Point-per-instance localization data
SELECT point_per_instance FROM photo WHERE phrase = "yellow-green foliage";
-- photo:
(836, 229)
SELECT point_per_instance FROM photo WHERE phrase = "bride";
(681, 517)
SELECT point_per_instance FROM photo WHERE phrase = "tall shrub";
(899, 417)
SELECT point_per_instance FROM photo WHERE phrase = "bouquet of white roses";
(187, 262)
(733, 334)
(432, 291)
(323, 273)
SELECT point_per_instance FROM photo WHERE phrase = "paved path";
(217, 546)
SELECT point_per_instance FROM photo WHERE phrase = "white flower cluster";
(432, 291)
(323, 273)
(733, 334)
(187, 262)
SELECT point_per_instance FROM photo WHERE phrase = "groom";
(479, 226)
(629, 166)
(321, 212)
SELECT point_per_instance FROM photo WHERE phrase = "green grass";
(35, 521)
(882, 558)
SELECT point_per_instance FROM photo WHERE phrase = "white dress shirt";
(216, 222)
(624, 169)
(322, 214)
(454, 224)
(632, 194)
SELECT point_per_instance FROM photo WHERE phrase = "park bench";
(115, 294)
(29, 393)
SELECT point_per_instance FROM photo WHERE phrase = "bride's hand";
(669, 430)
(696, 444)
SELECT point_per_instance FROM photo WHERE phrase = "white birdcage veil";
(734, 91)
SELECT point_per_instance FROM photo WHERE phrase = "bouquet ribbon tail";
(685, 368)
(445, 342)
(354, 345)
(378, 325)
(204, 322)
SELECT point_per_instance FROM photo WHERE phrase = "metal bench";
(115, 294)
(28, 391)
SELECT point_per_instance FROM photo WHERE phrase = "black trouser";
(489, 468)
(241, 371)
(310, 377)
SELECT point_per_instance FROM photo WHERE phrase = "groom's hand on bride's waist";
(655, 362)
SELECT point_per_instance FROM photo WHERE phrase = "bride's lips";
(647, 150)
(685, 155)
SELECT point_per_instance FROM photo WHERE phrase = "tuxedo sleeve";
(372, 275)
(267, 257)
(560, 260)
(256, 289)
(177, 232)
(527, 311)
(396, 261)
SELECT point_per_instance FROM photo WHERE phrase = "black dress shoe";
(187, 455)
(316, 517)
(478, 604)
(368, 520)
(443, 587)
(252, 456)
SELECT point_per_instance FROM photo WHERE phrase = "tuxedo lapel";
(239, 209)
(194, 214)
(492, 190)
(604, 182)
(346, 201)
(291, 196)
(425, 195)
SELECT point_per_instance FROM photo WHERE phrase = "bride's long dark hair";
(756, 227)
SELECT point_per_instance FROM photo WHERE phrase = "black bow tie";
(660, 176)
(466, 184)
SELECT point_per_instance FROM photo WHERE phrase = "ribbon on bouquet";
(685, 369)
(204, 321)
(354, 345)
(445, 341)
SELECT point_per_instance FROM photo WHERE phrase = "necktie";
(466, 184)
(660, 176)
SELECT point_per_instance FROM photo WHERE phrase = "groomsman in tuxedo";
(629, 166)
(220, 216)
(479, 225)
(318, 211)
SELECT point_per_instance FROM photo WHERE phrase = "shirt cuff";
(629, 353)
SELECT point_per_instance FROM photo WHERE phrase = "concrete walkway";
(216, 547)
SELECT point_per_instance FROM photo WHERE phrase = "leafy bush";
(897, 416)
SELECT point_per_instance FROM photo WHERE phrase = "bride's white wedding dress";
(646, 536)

# [Work instruction]
Could you write out all the entries word for word?

# [Solution]
SELECT point_per_instance FROM photo WHERE phrase = "yellow-green foliage";
-- photo:
(836, 229)
SELECT point_per_instance FROM photo WHERE phrase = "bride";
(681, 517)
SELECT point_per_instance FROM photo WHERE phrase = "tall shrub";
(899, 417)
SELECT point_per_instance FROM photo WHERE phrase = "bouquet of white roses";
(187, 262)
(733, 334)
(432, 291)
(323, 273)
SELECT point_per_instance FROM photo WHERE phrase = "paved path";
(217, 546)
SELECT point_per_instance FROM photo WHERE phrase = "white flower cluster";
(432, 291)
(323, 273)
(733, 334)
(187, 262)
SELECT point_per_instance FROM photo WHERE phrase = "groom";
(479, 226)
(629, 166)
(321, 212)
SELECT point_per_instance FROM photo WHERE phrase = "green grass";
(35, 521)
(882, 558)
SELECT point_per_instance FROM photo WHERE phrase = "white dress shirt";
(216, 222)
(624, 169)
(322, 214)
(454, 224)
(632, 194)
SELECT point_per_instance FROM photo WHERE phrase = "park bench";
(115, 294)
(29, 393)
SELECT point_per_instance FROM photo WHERE phrase = "bride's hand";
(669, 430)
(696, 444)
SELECT point_per_instance FROM photo WHERE phrase = "white birdcage veil";
(734, 91)
SELECT point_per_instance FROM photo WHERE phrase = "bouquet ribbon tail";
(685, 368)
(445, 342)
(354, 345)
(378, 325)
(204, 322)
SELECT point_per_instance FROM photo WHERE phrase = "metal bench";
(115, 294)
(28, 391)
SELECT point_per_instance FROM photo WHERE phrase = "black trouser";
(489, 468)
(241, 371)
(310, 377)
SELECT point_per_instance FROM photo WHERE phrase = "groom's hand on bride's waist";
(655, 362)
SELECT point_per_instance FROM photo WHERE phrase = "bride's lips";
(647, 150)
(685, 155)
SELECT point_per_instance FROM photo WHERE phrase = "tuxedo sleeve";
(372, 275)
(267, 257)
(560, 260)
(256, 289)
(177, 232)
(527, 311)
(396, 261)
SELECT point_per_instance FROM photo WHERE phrase = "black dress shoe";
(187, 455)
(316, 517)
(478, 604)
(368, 520)
(443, 587)
(252, 456)
SELECT point_per_instance FROM photo WHERE phrase = "tuxedo lapel";
(239, 209)
(194, 214)
(492, 190)
(604, 182)
(346, 201)
(291, 196)
(425, 195)
SELECT point_per_instance FROM photo WHERE phrase = "bride's long dark hair";
(756, 227)
SELECT point_per_instance FROM photo WHERE phrase = "black bow tie";
(660, 176)
(466, 184)
SELECT point_per_instance FROM photo WHERE phrase = "ribbon on bouquet";
(685, 369)
(204, 321)
(354, 345)
(445, 341)
SELECT point_per_instance FROM photo WHERE phrase = "necktie";
(466, 184)
(660, 176)
SELECT point_per_instance FROM photo WHERE phrase = "groomsman in tuxedo";
(629, 166)
(220, 216)
(479, 225)
(318, 211)
SELECT point_per_instance FROM photo WHERE phrase = "shirt cuff";
(629, 353)
SELECT point_per_instance FROM photo WHERE phrase = "concrete walkway";
(216, 547)
SELECT point_per_instance FROM photo WHERE phrase = "leafy bush";
(897, 416)
SELECT point_per_instance FROM photo WHERE phrase = "bride's white wedding dress";
(646, 536)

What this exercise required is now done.